TASK GOAL
From the essay on sequels below, return the passage that starts at "The surprising and" and ends at "wonderful film. (****)", copied word for word.

SOURCE EXTRACT
◇ ◇ ◇

The surprising and beautiful ending more or less justifies the film’s title.
For what I assume is a revealing picture of present day Japan, I heartily recommend this wonderful film. (****)
More about Sequels and Their Appeal
Often, an author will see fit to write a continuation of a successful book; if that sequel meets with approval and success, he or she may go n writing sequel after sequel, ad nauseum (as is the case of that woman who has long ago surpassed the Queen of England as the Richest Woman in the World. Of course, with millions of young people all over the globe demanding more-and ever more of Harry Potter, what’s a gal to do but give them what they want? Lord knows, at the price of just one of those books, I could have purchased several hard backed copies of the Triangle Book Classics I used to read as young student. For half a dollar, I began my collection of these great books, and Daddy built me a bookcase to house them. That was soon outgrown, as were most of my clothes at the time. But that was a gentler and far less expensive time.
One of my favorite books, by a usually under-rated author, was Louisa May Alcott’s Little Women. I had seen the first* filmed version of this classic the same week Josephine showed Gone with the Wind the first time. Because everybody and his brother was eager to see Scarett O'Hara, Josephine asked for the earliest possible date she could book this ”Movie to end all movies”. The film distributor, in New Orleans (all the area’s films came through that city) offered a Tuesday-Wednesday early date (my sister’s policy was to change programs three times a week: Monday-Tuesday, Wednesday-Thursday, a double feature Friday-Saturday, and of course, with the Baptist churches’ dominance in this small hamlet, there were no Sunday shows allowed. That left Josephine with a single day slot to fill. I had been intrigued with a picture in the brand new encyclopedias Daddy had bought for us, of Katherine Hepburn, Frances Dee, Joan Bennet and Jean Parker as Alcott’s four Little Women. The scene has a man, seated in a sled, as the sisters stand chatting with him.

◇ ◇ ◇

PROVIDED DATA
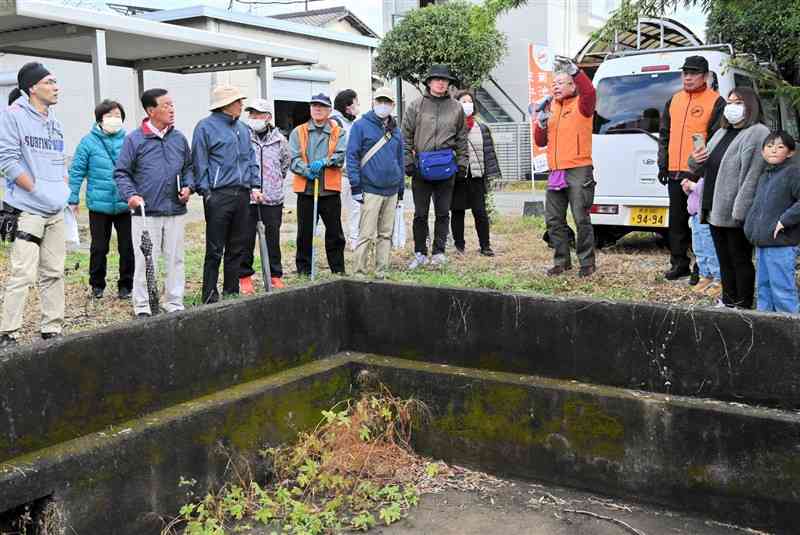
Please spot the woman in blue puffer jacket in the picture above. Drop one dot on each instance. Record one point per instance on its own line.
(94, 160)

◇ ◇ ◇

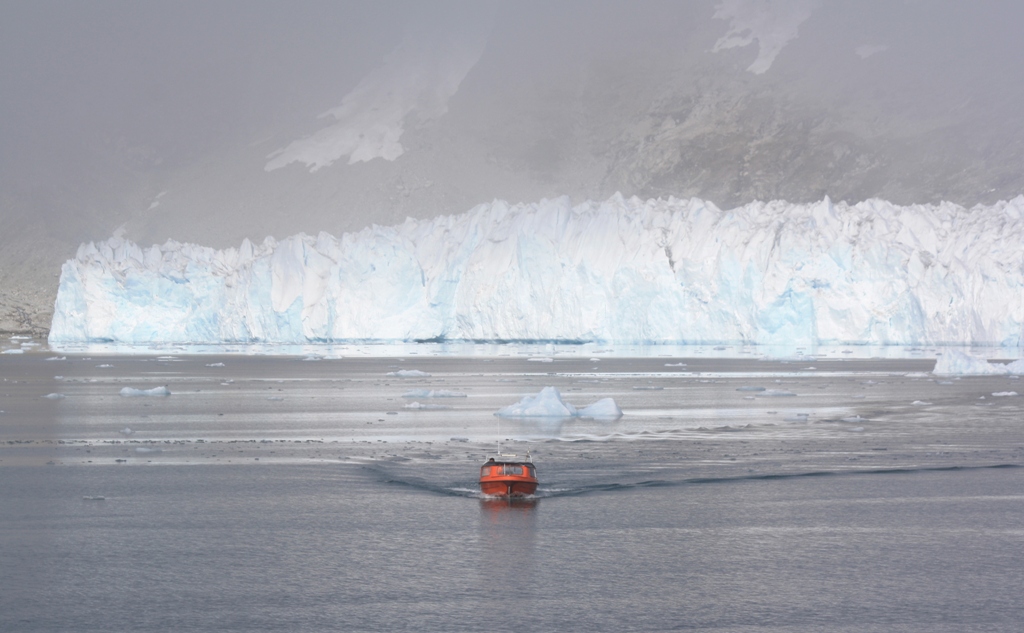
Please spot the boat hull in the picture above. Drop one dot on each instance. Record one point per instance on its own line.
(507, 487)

◇ ◇ ◇

RESULT FOR THIS EXERCISE
The surprising and beautiful ending more or less justifies the film’s title.
For what I assume is a revealing picture of present day Japan, I heartily recommend this wonderful film. (****)